WHAT TO PRODUCE: Present the data once more in exactly its original form.

Recorded data
START

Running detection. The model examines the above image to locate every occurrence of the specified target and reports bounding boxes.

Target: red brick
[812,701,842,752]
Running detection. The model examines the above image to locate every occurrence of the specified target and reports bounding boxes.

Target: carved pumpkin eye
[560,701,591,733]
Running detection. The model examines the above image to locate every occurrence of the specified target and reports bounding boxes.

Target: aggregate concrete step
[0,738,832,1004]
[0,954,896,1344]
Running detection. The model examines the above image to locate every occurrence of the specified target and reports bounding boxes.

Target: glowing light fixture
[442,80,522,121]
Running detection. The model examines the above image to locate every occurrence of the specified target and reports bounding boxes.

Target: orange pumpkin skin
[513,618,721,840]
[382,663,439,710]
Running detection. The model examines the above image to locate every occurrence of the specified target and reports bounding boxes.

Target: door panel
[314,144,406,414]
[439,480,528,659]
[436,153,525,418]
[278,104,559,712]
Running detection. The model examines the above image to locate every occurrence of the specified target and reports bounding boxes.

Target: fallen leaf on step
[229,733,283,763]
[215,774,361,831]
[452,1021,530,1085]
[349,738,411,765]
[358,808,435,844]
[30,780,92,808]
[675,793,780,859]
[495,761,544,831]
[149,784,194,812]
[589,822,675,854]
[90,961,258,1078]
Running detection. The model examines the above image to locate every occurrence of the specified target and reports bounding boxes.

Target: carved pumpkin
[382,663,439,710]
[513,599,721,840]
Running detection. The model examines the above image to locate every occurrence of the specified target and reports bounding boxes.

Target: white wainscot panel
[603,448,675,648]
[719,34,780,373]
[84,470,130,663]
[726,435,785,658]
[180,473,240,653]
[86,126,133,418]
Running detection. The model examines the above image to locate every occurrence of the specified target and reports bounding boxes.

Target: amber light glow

END

FULL SOLUTION:
Running detection. The model examines the above image to locate every occurrence of the specified target and reports bounding boxes.

Target: red brick
[812,701,842,752]
Running detection. The model examines the above image to locate every occurrence of the specified target and reports bounding boxes.

Target: carved pumpkin eye
[560,701,591,733]
Running detection. The model examines the above image to locate every occurrence of the specified target and reports bounding boxes.

Target: aggregate concrete step
[0,738,832,1004]
[0,954,896,1344]
Running detection. The model examines the above image to locate every occurrence of the specified target and reports bounding boxes.

Target: glowing light fixture
[442,80,522,121]
Running detection. The model examines the above image to locate every occurrence of the specified target and reports bounding boxes.

Target: orange pumpkin skin
[513,618,721,840]
[382,663,439,710]
Running detection. The model examines the above image to locate every occurrence of the specified target and reports bounding boxes.

Target: door panel
[314,144,406,414]
[439,480,528,659]
[436,153,525,418]
[278,104,559,712]
Running detection. The model examines the above image to locate every occurrence of the specified target and reports bounding boxes.

Target: fallen leaf on step
[229,733,283,763]
[215,774,361,831]
[452,1021,530,1085]
[349,738,411,765]
[358,808,435,844]
[30,780,92,808]
[675,793,780,859]
[495,761,544,831]
[149,784,194,812]
[589,822,675,854]
[90,961,258,1078]
Running detection. The model examines the above image to locate every occurrence of the specified target and reports bounding boxes.

Target: carved pumpkin
[382,663,439,710]
[513,599,721,840]
Running detection. The model examines the above image to locate every occurrence of the specified target and reports bounding boxes.

Target: white wainscot panel
[603,448,675,648]
[719,34,780,373]
[84,470,130,663]
[726,435,785,658]
[180,473,240,653]
[86,126,133,418]
Running detection. The model examines the above image to locate every occurrence of the specified target and reports bounding boxes.

Target: amber light glow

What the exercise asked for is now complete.